_ABOUT THIS TASK_. Please return each of the entries exactly, minus their pictures.

_RECORDS FOR THE TASK_.
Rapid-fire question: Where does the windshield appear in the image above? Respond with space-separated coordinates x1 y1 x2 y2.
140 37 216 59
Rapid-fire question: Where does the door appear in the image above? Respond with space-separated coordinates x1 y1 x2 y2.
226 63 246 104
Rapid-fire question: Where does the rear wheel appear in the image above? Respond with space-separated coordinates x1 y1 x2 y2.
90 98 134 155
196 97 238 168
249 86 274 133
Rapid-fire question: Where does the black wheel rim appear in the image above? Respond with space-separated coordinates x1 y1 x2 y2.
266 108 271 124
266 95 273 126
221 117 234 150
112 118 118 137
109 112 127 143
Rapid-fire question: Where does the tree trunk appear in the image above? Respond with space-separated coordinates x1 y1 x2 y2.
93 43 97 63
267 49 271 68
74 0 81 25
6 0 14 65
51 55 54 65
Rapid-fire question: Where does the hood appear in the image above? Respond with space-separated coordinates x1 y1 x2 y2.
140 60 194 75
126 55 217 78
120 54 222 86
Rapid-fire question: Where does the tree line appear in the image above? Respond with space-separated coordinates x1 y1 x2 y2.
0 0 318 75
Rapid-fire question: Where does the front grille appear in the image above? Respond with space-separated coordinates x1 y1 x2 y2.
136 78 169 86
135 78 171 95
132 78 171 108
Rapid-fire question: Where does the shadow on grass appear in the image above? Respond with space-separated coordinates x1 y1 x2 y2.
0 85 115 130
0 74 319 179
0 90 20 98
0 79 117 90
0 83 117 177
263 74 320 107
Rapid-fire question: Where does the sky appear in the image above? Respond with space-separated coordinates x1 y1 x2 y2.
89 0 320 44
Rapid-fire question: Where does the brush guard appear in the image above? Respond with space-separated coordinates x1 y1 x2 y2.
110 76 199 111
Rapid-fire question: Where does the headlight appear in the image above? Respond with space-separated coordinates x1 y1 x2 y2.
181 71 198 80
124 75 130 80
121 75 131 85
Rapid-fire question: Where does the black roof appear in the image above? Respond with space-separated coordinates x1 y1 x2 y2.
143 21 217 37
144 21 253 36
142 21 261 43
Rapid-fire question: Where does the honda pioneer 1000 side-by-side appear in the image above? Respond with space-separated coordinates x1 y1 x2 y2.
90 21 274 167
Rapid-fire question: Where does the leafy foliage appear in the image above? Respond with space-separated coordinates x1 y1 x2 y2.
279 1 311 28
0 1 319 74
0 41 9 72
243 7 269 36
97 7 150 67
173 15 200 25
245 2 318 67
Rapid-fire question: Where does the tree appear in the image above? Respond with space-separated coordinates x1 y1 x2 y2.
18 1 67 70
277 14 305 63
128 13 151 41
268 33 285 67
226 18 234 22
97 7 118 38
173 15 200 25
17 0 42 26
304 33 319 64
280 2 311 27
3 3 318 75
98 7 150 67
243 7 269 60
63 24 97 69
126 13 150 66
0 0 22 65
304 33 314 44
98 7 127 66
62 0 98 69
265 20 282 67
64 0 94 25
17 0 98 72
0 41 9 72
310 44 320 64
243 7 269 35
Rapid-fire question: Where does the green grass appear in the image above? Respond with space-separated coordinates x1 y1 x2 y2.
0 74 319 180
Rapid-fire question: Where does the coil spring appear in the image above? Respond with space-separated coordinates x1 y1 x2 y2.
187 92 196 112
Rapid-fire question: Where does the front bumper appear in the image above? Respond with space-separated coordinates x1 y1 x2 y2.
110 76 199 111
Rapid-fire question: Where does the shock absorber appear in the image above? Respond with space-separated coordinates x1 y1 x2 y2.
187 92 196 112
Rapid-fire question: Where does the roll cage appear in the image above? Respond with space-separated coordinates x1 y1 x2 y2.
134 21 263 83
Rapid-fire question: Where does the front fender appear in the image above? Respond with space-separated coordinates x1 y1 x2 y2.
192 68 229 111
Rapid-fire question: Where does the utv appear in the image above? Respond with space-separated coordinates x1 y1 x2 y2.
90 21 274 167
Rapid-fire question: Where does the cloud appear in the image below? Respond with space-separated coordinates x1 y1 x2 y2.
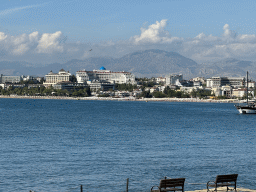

_ANSWER FOR THIS EXERCISE_.
Rapid-fire question: Where does the windshield appear in the image above? Respond with space-separated coordinates x1 y1 x2 y2.
140 37 216 59
Rapid-fire question: Where does the door appear in the image above? Respond with space-separated coordinates x1 y1 x2 y2.
226 63 246 104
Rapid-fire question: Where does the rear wheel appear in the image above? Respond with space-separated coordinates x1 y1 x2 y2.
90 98 134 155
196 97 238 168
249 86 274 133
Rapid-fire question: Where does the black wheel rim appear in the image above? Respond with space-separated coordinates x1 y1 x2 y2.
266 108 271 124
266 95 273 126
221 117 234 150
112 118 118 137
109 112 127 143
Rapid-fire question: Where does the tree trunk appear in the image above? Respond with space-separated coordinates x1 y1 x2 y2.
93 43 97 63
267 49 271 68
74 0 81 25
6 0 14 65
51 55 54 65
Rapid-fire question: Where does the hood appear in the image above? Respond with space-separated coordinates x1 y1 x2 y2.
140 60 194 75
126 55 217 78
120 54 222 86
Rapid-fire question: Where does the tree line appear in the image above? Respond with space-separated coordinates x1 y1 x2 y2.
0 0 318 75
Rapid-fire question: Where does the front grille appear in the image above? Respond with space-separated coordinates x1 y1 x2 y2.
136 78 169 86
135 78 171 95
132 78 171 108
Rapid-fire question: Where does the shadow on grass appear in the image above? Respond with space-separated coordinates x1 y1 x2 y2.
0 85 115 130
0 74 319 179
0 90 20 98
0 79 117 90
0 83 117 177
263 74 320 107
Rapid-fire question: Where does the sky appear in the image above? Respond with space-separated coordinates x1 y1 x2 y2.
89 0 320 44
Rapid-fire question: Where does the brush guard appear in the image above? Respond with space-separated coordinates x1 y1 x2 y2.
110 76 199 111
Rapid-fire question: Where does the headlight appear in the image above? Respond with space-separated coordinates x1 y1 x2 y2.
181 71 198 80
124 75 130 80
121 75 131 85
Rapid-fire question: Where does the black roof appear in the image above? Respond with space-separated coordinates x1 y1 x2 y2.
143 21 217 37
144 21 253 36
142 21 261 43
Rapid-fire question: Where does the honda pioneer 1000 side-by-side appear in the image above? Respond with space-separated coordinates x1 y1 x2 y2.
90 21 274 167
Rapid-fire question: Where does the leafy foliage appear in the image above? Respond with space-separated coordinates x1 y1 x2 y2.
279 1 311 28
0 1 319 74
0 41 9 72
243 7 269 36
97 7 150 67
173 15 200 25
245 2 318 67
Rapid-fire question: Where does the tree appear in the image above? Respond with space-separated coordinates x1 y1 x2 y2.
18 1 67 70
277 14 305 63
128 13 151 41
268 33 285 67
226 18 234 22
97 7 118 38
173 15 200 25
17 0 42 26
304 33 319 64
280 2 311 27
3 3 318 75
98 7 150 67
243 7 269 60
63 24 97 69
126 13 150 66
0 0 22 65
304 33 314 44
98 7 127 66
62 0 98 69
265 20 282 67
64 0 94 25
17 0 98 72
0 41 9 72
310 44 320 64
243 7 269 35
Rapid-fire question: Where does the green grass appear in the image above? Respond with space-separated coordinates x1 y1 x2 y2.
0 74 319 180
Rapid-fire question: Where does the coil spring appear in the image above? Respond with space-separated coordinates x1 y1 x2 y2.
187 92 196 112
Rapid-fire question: Where does the front bumper appear in the image above? Respond with space-separated coordinates x1 y1 x2 y2.
110 76 199 111
Rapid-fire question: Where does the shock absorber appear in the image above? Respond with space-separated coordinates x1 y1 x2 y2.
187 92 196 112
Rapid-fire question: Where does the roll cage appear in the image above? Respond with space-separated coordinates x1 y1 x2 y2.
134 21 263 83
Rapid-fire question: Where does the front fender appear in the image above? Respond with space-separated coordinates x1 y1 x2 y2.
192 68 229 111
Rapid-fire question: Where does the utv appear in the image above? Respond with space-separated coordinates x1 y1 x2 y2.
90 21 274 167
Rapid-fire question: Where does the cloud appear in the image below? Respond with space-separated coordinates x1 y1 x2 y2.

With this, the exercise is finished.